#### Dataset entries
-------

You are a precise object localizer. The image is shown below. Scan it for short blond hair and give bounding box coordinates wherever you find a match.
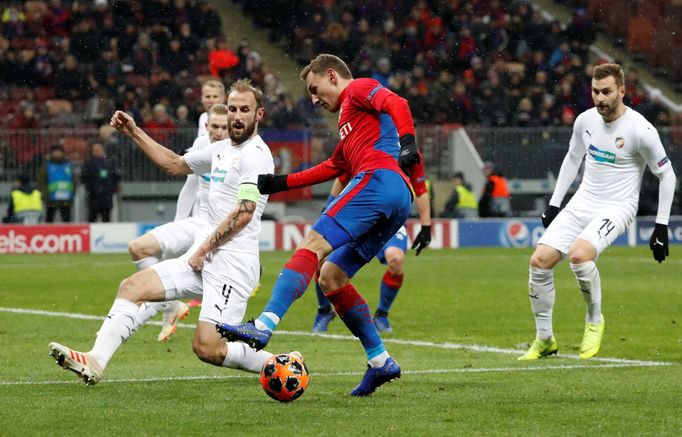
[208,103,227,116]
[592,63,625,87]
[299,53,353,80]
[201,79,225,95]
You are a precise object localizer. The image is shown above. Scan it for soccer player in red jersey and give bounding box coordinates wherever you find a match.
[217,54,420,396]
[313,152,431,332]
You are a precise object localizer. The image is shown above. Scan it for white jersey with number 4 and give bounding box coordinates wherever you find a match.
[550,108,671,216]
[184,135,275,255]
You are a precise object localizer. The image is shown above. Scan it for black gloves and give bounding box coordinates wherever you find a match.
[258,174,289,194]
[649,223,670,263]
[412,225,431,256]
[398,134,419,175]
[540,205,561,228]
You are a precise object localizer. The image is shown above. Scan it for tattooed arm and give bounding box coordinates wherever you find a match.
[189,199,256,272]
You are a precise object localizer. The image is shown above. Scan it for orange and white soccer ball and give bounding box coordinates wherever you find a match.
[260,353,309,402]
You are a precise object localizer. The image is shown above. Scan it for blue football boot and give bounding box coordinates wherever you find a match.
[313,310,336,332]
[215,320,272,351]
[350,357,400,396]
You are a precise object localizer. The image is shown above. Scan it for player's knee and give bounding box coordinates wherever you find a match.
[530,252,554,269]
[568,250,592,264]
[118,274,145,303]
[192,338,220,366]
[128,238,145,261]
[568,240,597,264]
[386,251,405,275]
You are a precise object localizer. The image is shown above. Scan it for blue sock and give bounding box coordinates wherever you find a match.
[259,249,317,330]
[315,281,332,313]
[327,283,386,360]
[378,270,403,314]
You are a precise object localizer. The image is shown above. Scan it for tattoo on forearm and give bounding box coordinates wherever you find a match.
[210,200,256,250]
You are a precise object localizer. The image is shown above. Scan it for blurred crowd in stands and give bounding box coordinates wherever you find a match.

-------

#### Your task
Rewrite the lines starting at the one containing "it for player's" and ending at the one containing "[386,251,405,275]" as a Markdown table with the columns No. and Line. Number each line in order and leave out any blank lines.

#### Written response
| No. | Line |
|---|---|
| 1 | You are a precise object localizer. The image is shown above. Scan it for player's knee and give bounding box coordinates wherever you find a match. |
| 2 | [530,252,554,269] |
| 3 | [568,250,592,264] |
| 4 | [118,274,145,303] |
| 5 | [192,338,220,366] |
| 6 | [128,238,145,261] |
| 7 | [568,240,597,264] |
| 8 | [386,251,405,275] |